__SFIDE__.
1. Come si traduce in inglese questa frase del brano: «Si trattava di una messa fatta in occasione dei 40 anni di sacerdozio di un parroco locale.»?
2. Rispondi a queste domande sul brano:
(a) In quale città si è tenuta la messa?
(b) Su quale pagina sarebbero state pubblicate e poi rimosse le foto?
(c) In quale paese si erano già visti elementi di leopardamento durante visite apostoliche?
3. Riassumi il brano in due frasi.

__BRANO__.

----------

Bizzarria
Ecco il vescovo leopardato

La rete è impazzita per le foto uscite di una messa tenuta a Ruvo di Puglia (provincia di Bari) celebrata lo scorso 4 settembre da monsignor Nicola Girasoli, nunzio apostolico in Slovacchia, che ha svolto la funzione con una casula leopardata.
Si trattava di una messa fatta in occasione dei 40 anni di sacerdozio di un parroco locale. Il vescovo di Molfetta ha concelebrato.
Le foto della messa, riporta il Corriere della Sera, sarebbero state pubblicate e poi rimosse sulla pagina Facebook della cattedrale.
#MiL Novus Horror Missae a Ruvo di Puglia: il vescovo Girasoli in pianeta leopardata, sdogana l'animalier liturgico per "San Tarzan"? ; #mtl Per leggere il post di #Messainlatino, cliccare su:https://t.co/SynTJzuZ35 pic.twitter.com/NIk24hQAWG
— MiL_MessainLatino.it (@messainlatino) September 14, 2023
I commenti della rete si sono sprecati, alcuni inviperiti, altri invece ironici: tra questi ultimi segnaliamo «della serie Crudelia Demon levati», «e il prete tigre combatte contro il male», ma anche «novus horror missae» non è male.
L’immagine del discendente degli apostoli che celebra con casula animalier spinge il collezionista di orrori postconciliari (avete presente: presbiteri vestiti da clown, messe sul materassino sul bagnasciuga, etc.) ad interrogarsi se mai si era vista una cosa del genere. Al momento, non ci pare, anche se elementi di leopardamento si erano già visti durante le visite apostoliche in Mozambico di papa Giovanni Paolo II e di papa Francesco.

----------

Voci di dati:
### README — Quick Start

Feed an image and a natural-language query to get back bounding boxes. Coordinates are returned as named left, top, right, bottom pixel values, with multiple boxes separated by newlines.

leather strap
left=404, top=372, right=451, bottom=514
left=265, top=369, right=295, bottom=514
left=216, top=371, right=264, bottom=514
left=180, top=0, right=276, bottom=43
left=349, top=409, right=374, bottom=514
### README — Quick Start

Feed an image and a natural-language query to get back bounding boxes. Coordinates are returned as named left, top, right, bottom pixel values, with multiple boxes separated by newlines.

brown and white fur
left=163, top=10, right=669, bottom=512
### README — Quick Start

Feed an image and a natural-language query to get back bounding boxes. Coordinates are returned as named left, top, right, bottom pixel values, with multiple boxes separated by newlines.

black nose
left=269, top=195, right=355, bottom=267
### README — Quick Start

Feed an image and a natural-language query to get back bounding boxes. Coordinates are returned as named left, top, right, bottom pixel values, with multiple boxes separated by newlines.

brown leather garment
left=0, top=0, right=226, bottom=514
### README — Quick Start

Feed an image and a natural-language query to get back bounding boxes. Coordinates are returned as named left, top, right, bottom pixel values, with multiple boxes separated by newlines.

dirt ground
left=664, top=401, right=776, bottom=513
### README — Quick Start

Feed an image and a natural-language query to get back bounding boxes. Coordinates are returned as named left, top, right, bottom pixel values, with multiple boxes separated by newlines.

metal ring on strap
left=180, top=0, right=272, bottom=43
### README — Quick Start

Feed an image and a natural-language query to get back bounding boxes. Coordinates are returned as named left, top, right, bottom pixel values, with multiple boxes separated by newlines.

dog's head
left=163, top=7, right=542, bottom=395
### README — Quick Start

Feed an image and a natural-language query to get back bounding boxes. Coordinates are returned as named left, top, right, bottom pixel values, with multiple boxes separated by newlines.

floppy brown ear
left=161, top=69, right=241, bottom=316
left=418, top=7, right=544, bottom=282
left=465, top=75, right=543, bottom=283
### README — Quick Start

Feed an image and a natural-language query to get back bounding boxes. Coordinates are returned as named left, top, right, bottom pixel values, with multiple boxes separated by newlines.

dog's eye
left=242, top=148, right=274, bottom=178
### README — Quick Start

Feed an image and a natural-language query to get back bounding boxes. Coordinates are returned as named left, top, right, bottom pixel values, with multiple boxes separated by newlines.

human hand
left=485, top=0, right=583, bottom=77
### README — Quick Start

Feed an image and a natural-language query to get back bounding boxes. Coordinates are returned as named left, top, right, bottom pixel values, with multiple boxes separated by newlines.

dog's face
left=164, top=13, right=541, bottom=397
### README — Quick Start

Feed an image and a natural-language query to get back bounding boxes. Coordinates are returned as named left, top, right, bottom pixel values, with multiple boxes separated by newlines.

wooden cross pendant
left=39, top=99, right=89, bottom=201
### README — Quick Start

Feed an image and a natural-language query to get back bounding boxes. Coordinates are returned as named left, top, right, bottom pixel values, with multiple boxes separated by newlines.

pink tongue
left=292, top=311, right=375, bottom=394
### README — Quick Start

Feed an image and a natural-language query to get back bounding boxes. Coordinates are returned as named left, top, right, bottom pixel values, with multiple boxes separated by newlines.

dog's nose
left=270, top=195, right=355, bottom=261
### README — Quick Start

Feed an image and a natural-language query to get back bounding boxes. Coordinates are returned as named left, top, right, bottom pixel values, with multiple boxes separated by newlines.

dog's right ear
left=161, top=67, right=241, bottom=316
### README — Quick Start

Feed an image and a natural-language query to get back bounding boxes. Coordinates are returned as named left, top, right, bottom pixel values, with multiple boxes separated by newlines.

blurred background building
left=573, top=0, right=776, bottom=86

----------

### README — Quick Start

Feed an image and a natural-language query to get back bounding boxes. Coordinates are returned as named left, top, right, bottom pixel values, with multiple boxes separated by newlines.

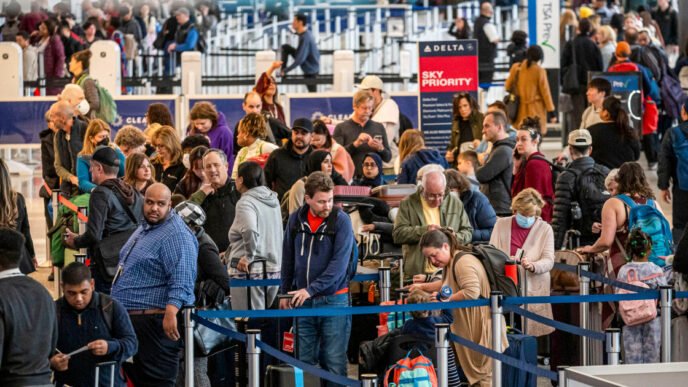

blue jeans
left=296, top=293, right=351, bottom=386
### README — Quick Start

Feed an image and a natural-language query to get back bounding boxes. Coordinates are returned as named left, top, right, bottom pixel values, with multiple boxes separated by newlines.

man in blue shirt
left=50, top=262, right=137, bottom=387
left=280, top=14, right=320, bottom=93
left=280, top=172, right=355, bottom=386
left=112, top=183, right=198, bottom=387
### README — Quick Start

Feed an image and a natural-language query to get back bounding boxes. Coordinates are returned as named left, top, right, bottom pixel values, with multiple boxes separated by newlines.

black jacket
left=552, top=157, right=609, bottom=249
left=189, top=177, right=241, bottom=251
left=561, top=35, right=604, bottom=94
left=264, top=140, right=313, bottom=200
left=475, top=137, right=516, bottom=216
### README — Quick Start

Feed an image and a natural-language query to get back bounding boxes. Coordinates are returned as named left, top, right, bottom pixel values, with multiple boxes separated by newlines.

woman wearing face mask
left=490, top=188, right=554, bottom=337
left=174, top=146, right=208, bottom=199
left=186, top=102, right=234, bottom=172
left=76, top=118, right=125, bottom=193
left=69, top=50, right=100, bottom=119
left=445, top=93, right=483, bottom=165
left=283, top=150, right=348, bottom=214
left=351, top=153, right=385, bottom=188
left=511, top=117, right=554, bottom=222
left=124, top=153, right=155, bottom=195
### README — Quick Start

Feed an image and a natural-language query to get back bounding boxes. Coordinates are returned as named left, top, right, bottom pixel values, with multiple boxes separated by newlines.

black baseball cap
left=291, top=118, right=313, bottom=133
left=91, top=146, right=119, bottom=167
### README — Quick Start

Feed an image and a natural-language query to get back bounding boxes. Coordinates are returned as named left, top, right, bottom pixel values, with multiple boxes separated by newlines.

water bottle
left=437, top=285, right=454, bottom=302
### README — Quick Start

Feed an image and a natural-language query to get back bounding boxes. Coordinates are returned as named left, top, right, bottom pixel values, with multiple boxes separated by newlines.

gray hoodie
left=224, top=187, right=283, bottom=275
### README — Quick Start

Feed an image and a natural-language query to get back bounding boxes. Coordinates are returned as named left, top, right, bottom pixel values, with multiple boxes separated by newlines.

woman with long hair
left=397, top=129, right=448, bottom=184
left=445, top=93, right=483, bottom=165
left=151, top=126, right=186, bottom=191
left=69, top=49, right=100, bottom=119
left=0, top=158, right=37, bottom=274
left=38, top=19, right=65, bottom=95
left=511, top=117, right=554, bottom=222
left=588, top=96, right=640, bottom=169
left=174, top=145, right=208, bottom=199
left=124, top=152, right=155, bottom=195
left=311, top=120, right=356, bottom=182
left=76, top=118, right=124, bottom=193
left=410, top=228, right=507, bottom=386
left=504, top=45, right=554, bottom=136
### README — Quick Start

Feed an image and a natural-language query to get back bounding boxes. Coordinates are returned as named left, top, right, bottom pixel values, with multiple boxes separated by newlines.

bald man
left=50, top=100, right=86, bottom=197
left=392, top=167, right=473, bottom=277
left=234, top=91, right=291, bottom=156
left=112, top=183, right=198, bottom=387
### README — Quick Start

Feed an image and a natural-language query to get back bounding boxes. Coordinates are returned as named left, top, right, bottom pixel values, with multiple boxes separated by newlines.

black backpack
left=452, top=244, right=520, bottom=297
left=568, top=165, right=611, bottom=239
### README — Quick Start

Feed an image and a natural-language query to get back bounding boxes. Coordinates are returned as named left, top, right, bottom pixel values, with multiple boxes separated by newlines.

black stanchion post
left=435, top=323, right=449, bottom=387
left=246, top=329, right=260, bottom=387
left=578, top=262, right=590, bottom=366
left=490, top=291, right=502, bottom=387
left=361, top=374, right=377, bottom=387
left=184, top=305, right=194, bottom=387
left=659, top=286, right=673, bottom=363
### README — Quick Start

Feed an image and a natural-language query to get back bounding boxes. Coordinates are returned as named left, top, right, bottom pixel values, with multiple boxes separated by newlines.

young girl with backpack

----------

__RISPOSTE AI COMPITI__.
1. It was a Mass held to mark a local parish priest's 40 years of priesthood.

2.
(a) A Ruvo di Puglia, in provincia di Bari.
(b) Sulla pagina Facebook della cattedrale.
(c) In Mozambico.

3. Il 4 settembre, a Ruvo di Puglia, monsignor Nicola Girasoli, nunzio apostolico in Slovacchia, ha celebrato con una casula leopardata una messa per i 40 anni di sacerdozio di un parroco locale, e le foto hanno fatto impazzire la rete. I commenti sono stati in parte inviperiti e in parte ironici, e il brano osserva che una cosa simile non pare essersi mai vista, anche se elementi di leopardamento erano già comparsi durante le visite apostoliche in Mozambico di papa Giovanni Paolo II e di papa Francesco.